■ **PROBLEM TO WORK ON**
Rewrite the entries below as a single numbered list, one line per number, and omit any blank lines.

**** EXTRACTED DATA ****

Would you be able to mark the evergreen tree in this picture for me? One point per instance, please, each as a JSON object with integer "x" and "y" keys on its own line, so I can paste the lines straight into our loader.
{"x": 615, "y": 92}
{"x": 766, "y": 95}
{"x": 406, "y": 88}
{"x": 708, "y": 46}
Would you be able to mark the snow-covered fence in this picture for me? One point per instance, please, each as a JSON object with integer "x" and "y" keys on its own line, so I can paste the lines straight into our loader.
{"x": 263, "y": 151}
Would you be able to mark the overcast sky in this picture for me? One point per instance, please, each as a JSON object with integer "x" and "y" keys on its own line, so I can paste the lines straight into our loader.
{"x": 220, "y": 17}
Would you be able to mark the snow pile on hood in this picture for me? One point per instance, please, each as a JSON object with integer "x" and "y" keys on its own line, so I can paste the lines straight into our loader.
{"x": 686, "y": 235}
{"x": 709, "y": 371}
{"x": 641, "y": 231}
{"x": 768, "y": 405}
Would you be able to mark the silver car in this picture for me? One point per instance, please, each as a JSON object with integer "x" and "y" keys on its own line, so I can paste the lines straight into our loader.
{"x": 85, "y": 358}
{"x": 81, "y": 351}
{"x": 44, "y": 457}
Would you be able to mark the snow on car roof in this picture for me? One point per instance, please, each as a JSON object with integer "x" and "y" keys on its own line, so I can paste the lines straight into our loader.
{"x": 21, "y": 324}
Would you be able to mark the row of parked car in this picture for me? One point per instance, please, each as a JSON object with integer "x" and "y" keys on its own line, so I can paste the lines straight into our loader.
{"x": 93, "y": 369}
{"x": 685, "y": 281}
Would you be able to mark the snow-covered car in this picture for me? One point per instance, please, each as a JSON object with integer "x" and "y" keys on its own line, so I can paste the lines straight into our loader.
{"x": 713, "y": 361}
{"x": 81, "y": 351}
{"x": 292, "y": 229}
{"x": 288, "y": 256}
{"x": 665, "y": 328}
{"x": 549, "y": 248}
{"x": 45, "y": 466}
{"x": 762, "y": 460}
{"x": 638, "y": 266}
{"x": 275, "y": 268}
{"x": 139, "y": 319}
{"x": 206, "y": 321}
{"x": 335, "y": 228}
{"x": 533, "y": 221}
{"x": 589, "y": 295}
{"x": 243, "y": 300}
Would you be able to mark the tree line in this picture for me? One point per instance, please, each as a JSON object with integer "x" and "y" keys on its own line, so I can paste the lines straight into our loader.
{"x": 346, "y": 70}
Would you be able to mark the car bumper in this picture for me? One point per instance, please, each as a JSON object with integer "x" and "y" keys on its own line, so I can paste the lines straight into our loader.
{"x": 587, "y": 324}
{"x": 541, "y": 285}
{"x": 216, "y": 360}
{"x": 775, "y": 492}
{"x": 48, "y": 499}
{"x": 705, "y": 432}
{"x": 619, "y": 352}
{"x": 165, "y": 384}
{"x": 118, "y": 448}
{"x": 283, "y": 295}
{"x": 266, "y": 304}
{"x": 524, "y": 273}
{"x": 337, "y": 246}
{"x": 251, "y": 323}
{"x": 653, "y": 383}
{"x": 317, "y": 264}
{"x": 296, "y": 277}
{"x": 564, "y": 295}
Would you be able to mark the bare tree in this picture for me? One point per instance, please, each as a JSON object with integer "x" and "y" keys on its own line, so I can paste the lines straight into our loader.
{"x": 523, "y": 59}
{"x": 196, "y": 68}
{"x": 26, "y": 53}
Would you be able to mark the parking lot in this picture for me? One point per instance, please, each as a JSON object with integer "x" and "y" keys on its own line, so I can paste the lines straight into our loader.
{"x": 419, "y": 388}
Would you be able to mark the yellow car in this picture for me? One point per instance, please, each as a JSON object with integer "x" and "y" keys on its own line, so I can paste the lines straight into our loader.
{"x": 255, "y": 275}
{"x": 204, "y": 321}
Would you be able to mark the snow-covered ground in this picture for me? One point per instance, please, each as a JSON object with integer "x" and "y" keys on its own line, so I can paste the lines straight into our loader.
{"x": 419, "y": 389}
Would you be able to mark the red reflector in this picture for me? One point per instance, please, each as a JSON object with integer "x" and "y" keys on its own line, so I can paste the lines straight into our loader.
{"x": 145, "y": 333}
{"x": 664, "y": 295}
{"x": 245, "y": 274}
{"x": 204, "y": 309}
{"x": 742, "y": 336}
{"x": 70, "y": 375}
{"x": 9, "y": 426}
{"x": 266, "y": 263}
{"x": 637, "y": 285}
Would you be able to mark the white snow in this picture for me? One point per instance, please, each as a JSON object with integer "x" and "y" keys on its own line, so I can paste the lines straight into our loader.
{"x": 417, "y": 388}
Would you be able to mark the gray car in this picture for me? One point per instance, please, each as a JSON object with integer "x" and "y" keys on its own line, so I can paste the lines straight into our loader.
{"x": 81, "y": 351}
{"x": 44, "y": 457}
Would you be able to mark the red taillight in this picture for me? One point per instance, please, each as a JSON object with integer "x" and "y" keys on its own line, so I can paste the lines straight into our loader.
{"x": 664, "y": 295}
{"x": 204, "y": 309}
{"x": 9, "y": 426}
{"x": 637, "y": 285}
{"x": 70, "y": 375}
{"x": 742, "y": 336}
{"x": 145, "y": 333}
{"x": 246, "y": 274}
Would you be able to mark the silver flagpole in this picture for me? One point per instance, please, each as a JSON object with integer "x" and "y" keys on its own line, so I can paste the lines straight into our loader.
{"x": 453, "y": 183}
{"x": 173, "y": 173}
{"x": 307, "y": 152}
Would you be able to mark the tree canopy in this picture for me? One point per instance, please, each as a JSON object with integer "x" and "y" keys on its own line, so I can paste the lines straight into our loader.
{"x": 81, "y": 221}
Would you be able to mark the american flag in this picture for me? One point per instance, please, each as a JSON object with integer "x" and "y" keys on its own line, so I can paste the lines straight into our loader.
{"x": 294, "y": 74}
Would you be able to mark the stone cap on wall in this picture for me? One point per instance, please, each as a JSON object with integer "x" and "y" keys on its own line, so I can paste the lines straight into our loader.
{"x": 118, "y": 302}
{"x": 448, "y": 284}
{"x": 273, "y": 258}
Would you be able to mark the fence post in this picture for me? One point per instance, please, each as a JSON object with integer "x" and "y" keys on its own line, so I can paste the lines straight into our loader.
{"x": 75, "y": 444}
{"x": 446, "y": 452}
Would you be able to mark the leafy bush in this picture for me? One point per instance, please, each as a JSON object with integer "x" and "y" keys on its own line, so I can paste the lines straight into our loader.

****

■ **CORRECT RESULT**
1. Would you be able to mark the evergreen tree in this picture for me? One point per instance, please, each as a JSON object with integer "x" and "y" keys on its own line, so I can paste the lines straight into our loader.
2. {"x": 615, "y": 92}
3. {"x": 766, "y": 95}
4. {"x": 406, "y": 88}
5. {"x": 708, "y": 46}
6. Would you be able to mark the snow-covered fence in this picture for me? One point per instance, please, each as a JSON object with integer "x" and "y" keys on its own line, so I can paste the lines straight into our loader.
7. {"x": 263, "y": 151}
8. Would you be able to mark the overcast sky in this picture for me? One point per instance, please, each as a JSON object with integer "x" and "y" keys on its own line, so I can paste the lines straight into our loader.
9. {"x": 220, "y": 17}
10. Would you be able to mark the snow pile on hood in this picture for me? One point per instance, please, each as a JSON object with integer "x" and "y" keys on its own line, so I can paste the lines straight into our loader.
11. {"x": 686, "y": 235}
12. {"x": 709, "y": 371}
13. {"x": 641, "y": 231}
14. {"x": 768, "y": 405}
15. Would you be able to mark the silver car in this picture for me? One point per instance, please, each as a JSON object with integer "x" and "y" keys on its own line, so I can paste the lines straight into our loader.
16. {"x": 85, "y": 358}
17. {"x": 81, "y": 351}
18. {"x": 44, "y": 457}
19. Would you be able to mark the snow on car roof in this picture for me? One point per instance, please, each as a JSON object with integer "x" and "y" keys on its own line, so I can paste the lines straight into our loader.
20. {"x": 21, "y": 324}
21. Would you be able to mark the row of parked car in this picture for me? One point per instance, please, each as a JSON object with integer "x" and "y" keys on its own line, so I can paste the lines straight into our loader.
22. {"x": 93, "y": 369}
23. {"x": 685, "y": 281}
24. Would you be able to mark the snow-covered car in this picture for me? One point per instance, please, each as a JSON object with integer "x" and "y" keys on its own line, so I can paste the lines straight into our loader.
25. {"x": 713, "y": 361}
26. {"x": 81, "y": 351}
27. {"x": 292, "y": 229}
28. {"x": 288, "y": 256}
29. {"x": 665, "y": 328}
30. {"x": 549, "y": 248}
31. {"x": 45, "y": 466}
32. {"x": 762, "y": 460}
33. {"x": 638, "y": 266}
34. {"x": 275, "y": 268}
35. {"x": 139, "y": 319}
36. {"x": 206, "y": 321}
37. {"x": 335, "y": 228}
38. {"x": 533, "y": 221}
39. {"x": 589, "y": 295}
40. {"x": 243, "y": 300}
41. Would you be able to mark the tree line in this picture for me? One point per instance, please, each as a JSON object with integer "x" and "y" keys on its own line, so I can paste the lines straight into our loader.
42. {"x": 346, "y": 70}
43. Would you be able to mark the car bumper in this picture for me? One point per instance, please, each as a JSON object with integer "x" and "y" keys on its own line, so I can paste the lines straight into our loader.
44. {"x": 587, "y": 324}
45. {"x": 541, "y": 285}
46. {"x": 216, "y": 360}
47. {"x": 775, "y": 492}
48. {"x": 48, "y": 499}
49. {"x": 705, "y": 432}
50. {"x": 619, "y": 352}
51. {"x": 165, "y": 384}
52. {"x": 118, "y": 448}
53. {"x": 283, "y": 295}
54. {"x": 266, "y": 304}
55. {"x": 524, "y": 273}
56. {"x": 337, "y": 246}
57. {"x": 251, "y": 323}
58. {"x": 653, "y": 383}
59. {"x": 317, "y": 264}
60. {"x": 296, "y": 277}
61. {"x": 564, "y": 295}
62. Would you be able to mark the bare tree in this picture for me? One point per instance, please, each as a JSON object with integer "x" and "y" keys on its own line, so I can paste the lines straight into our loader.
63. {"x": 523, "y": 59}
64. {"x": 196, "y": 68}
65. {"x": 26, "y": 53}
66. Would you be able to mark the parking lot in this picture for me? One point per instance, please, each as a JSON object with integer "x" and "y" keys on its own line, so I can paste the lines straight into our loader.
67. {"x": 419, "y": 388}
68. Would you be able to mark the yellow car in this picture for me? One point per instance, please, each as a JSON object with integer "x" and "y" keys on its own line, so I can paste the lines straight into our loader.
69. {"x": 255, "y": 275}
70. {"x": 204, "y": 321}
71. Would you be able to mark the snow-covered ground in this picture for me? One point per instance, please, each as a JSON object with integer "x" and "y" keys on its own line, so I can paste the lines straight into our loader.
72. {"x": 419, "y": 389}
73. Would you be able to mark the red reflector in this picture for me? One point per instance, please, each as a JSON object with integer "x" and "y" keys on its own line, so I can paste the lines straight into our loader.
74. {"x": 145, "y": 333}
75. {"x": 664, "y": 295}
76. {"x": 245, "y": 274}
77. {"x": 204, "y": 309}
78. {"x": 742, "y": 336}
79. {"x": 70, "y": 375}
80. {"x": 9, "y": 426}
81. {"x": 266, "y": 263}
82. {"x": 637, "y": 285}
83. Would you be able to mark the white snow in this picture for me? One point per instance, please, each as a JSON object with integer "x" and "y" keys on its own line, so I can paste the lines straight into our loader.
84. {"x": 417, "y": 388}
85. Would you be able to mark the gray car in this picture for me? One point per instance, please, each as a JSON object with integer "x" and "y" keys on its own line, so I can paste the lines straight into our loader.
86. {"x": 81, "y": 351}
87. {"x": 44, "y": 457}
88. Would you be able to mark the red taillight in this picture for me? One point per instance, please, each as a JSON object with integer "x" and "y" keys on its own line, so I can paste the lines straight into our loader.
89. {"x": 664, "y": 295}
90. {"x": 204, "y": 309}
91. {"x": 9, "y": 426}
92. {"x": 637, "y": 285}
93. {"x": 70, "y": 375}
94. {"x": 742, "y": 336}
95. {"x": 145, "y": 333}
96. {"x": 246, "y": 274}
97. Would you be able to mark the silver flagpole in this picture for me? One point per instance, please, each as a JSON object with integer "x" and "y" keys on its own line, so I can paste the lines straight into our loader.
98. {"x": 453, "y": 183}
99. {"x": 173, "y": 173}
100. {"x": 307, "y": 152}
101. Would you be able to mark the tree canopy in this picture for me? One point per instance, please, each as a JSON object with integer "x" and "y" keys on its own line, so I can paste the lines straight into our loader.
102. {"x": 81, "y": 221}
103. Would you be able to mark the american flag in this picture for me? One point per instance, please, each as a JSON object with integer "x" and "y" keys on its own line, so I can paste the lines straight into our loader.
104. {"x": 294, "y": 74}
105. Would you be able to mark the stone cap on wall in this picture for me? One point per instance, please, each as a JSON object with integer "x" and "y" keys on its own line, so I can paste the lines straight into our loader.
106. {"x": 118, "y": 302}
107. {"x": 448, "y": 284}
108. {"x": 273, "y": 258}
109. Would you be able to mark the fence post in this picture for me? One point per instance, please, each as a JSON object with integer "x" and "y" keys on its own line, so I can paste the lines straight into our loader.
110. {"x": 75, "y": 444}
111. {"x": 446, "y": 452}
112. Would you be able to mark the leafy bush in this picture for me? One point per instance, please, each as a JSON object with integer "x" and "y" keys on its own line, so I can paste the lines straight into our loader.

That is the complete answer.